_Written problem_
Render every line of the listing below as a Markdown table with the columns "Row" and "Line", numbering the rows in order and leaving out any blank lines.

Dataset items

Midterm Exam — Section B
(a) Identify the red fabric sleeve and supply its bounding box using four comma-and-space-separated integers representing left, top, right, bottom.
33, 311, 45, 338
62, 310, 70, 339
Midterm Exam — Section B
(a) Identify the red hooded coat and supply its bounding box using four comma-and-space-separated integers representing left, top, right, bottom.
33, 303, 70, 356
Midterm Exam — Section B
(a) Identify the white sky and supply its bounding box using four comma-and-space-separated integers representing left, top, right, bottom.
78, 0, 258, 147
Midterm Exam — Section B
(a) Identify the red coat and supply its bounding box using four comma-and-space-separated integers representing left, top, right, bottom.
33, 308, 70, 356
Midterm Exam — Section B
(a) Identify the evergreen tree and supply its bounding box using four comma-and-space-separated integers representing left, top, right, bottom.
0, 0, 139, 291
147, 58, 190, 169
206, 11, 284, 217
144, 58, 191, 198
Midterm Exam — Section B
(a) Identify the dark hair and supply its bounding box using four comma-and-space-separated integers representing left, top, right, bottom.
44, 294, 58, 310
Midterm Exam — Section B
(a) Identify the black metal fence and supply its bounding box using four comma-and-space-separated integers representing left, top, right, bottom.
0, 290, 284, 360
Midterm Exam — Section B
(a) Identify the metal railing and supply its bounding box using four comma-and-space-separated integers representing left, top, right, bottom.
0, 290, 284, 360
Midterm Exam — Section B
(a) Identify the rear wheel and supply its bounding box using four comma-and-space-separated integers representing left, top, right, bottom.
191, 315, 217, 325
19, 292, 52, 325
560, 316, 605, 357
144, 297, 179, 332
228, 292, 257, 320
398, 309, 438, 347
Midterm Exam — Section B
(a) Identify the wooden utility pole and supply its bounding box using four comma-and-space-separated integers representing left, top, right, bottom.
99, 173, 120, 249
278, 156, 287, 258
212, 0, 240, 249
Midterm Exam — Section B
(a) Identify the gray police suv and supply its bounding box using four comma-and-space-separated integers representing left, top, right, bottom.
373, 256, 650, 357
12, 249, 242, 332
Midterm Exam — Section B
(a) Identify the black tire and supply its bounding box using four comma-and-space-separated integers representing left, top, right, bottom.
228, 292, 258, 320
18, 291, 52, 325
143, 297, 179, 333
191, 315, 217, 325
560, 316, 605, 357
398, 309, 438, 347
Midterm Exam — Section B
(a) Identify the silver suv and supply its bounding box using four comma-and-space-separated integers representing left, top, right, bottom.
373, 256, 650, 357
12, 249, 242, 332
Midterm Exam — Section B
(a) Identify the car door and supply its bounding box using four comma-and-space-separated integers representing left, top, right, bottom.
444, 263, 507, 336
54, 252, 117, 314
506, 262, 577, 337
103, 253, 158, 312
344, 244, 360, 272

_Task result_
| Row | Line |
|---|---|
| 1 | Midterm Exam — Section B |
| 2 | (a) Identify the red fabric sleeve and supply its bounding box using four comma-and-space-separated integers representing left, top, right, bottom. |
| 3 | 33, 311, 45, 338 |
| 4 | 62, 310, 70, 339 |
| 5 | Midterm Exam — Section B |
| 6 | (a) Identify the red hooded coat and supply its bounding box using four comma-and-space-separated integers representing left, top, right, bottom. |
| 7 | 33, 303, 70, 356 |
| 8 | Midterm Exam — Section B |
| 9 | (a) Identify the white sky and supply its bounding box using four comma-and-space-separated integers representing left, top, right, bottom. |
| 10 | 78, 0, 258, 147 |
| 11 | Midterm Exam — Section B |
| 12 | (a) Identify the red coat and supply its bounding box using four comma-and-space-separated integers representing left, top, right, bottom. |
| 13 | 33, 308, 70, 356 |
| 14 | Midterm Exam — Section B |
| 15 | (a) Identify the evergreen tree and supply its bounding box using four comma-and-space-separated integers representing left, top, right, bottom. |
| 16 | 0, 0, 139, 291 |
| 17 | 147, 58, 190, 169 |
| 18 | 206, 11, 284, 217 |
| 19 | 144, 58, 191, 198 |
| 20 | Midterm Exam — Section B |
| 21 | (a) Identify the dark hair and supply its bounding box using four comma-and-space-separated integers representing left, top, right, bottom. |
| 22 | 44, 294, 58, 310 |
| 23 | Midterm Exam — Section B |
| 24 | (a) Identify the black metal fence and supply its bounding box using four comma-and-space-separated integers representing left, top, right, bottom. |
| 25 | 0, 290, 284, 360 |
| 26 | Midterm Exam — Section B |
| 27 | (a) Identify the metal railing and supply its bounding box using four comma-and-space-separated integers representing left, top, right, bottom. |
| 28 | 0, 290, 284, 360 |
| 29 | Midterm Exam — Section B |
| 30 | (a) Identify the rear wheel and supply its bounding box using four comma-and-space-separated integers representing left, top, right, bottom. |
| 31 | 191, 315, 217, 325 |
| 32 | 19, 292, 52, 325 |
| 33 | 560, 316, 605, 357 |
| 34 | 144, 297, 179, 332 |
| 35 | 228, 292, 257, 320 |
| 36 | 398, 309, 438, 347 |
| 37 | Midterm Exam — Section B |
| 38 | (a) Identify the wooden utility pole and supply its bounding box using four comma-and-space-separated integers representing left, top, right, bottom. |
| 39 | 99, 173, 120, 249 |
| 40 | 278, 156, 287, 258 |
| 41 | 212, 0, 240, 249 |
| 42 | Midterm Exam — Section B |
| 43 | (a) Identify the gray police suv and supply its bounding box using four comma-and-space-separated integers representing left, top, right, bottom. |
| 44 | 373, 256, 650, 357 |
| 45 | 12, 249, 242, 332 |
| 46 | Midterm Exam — Section B |
| 47 | (a) Identify the black tire and supply its bounding box using four comma-and-space-separated integers representing left, top, right, bottom. |
| 48 | 228, 292, 258, 320 |
| 49 | 18, 291, 52, 325 |
| 50 | 143, 297, 179, 333 |
| 51 | 191, 315, 217, 325 |
| 52 | 560, 316, 605, 357 |
| 53 | 398, 309, 438, 347 |
| 54 | Midterm Exam — Section B |
| 55 | (a) Identify the silver suv and supply its bounding box using four comma-and-space-separated integers representing left, top, right, bottom. |
| 56 | 373, 256, 650, 357 |
| 57 | 12, 249, 242, 332 |
| 58 | Midterm Exam — Section B |
| 59 | (a) Identify the car door and supply its bounding box using four comma-and-space-separated integers representing left, top, right, bottom. |
| 60 | 444, 263, 507, 336 |
| 61 | 54, 252, 117, 314 |
| 62 | 506, 262, 577, 337 |
| 63 | 103, 253, 158, 312 |
| 64 | 344, 244, 360, 272 |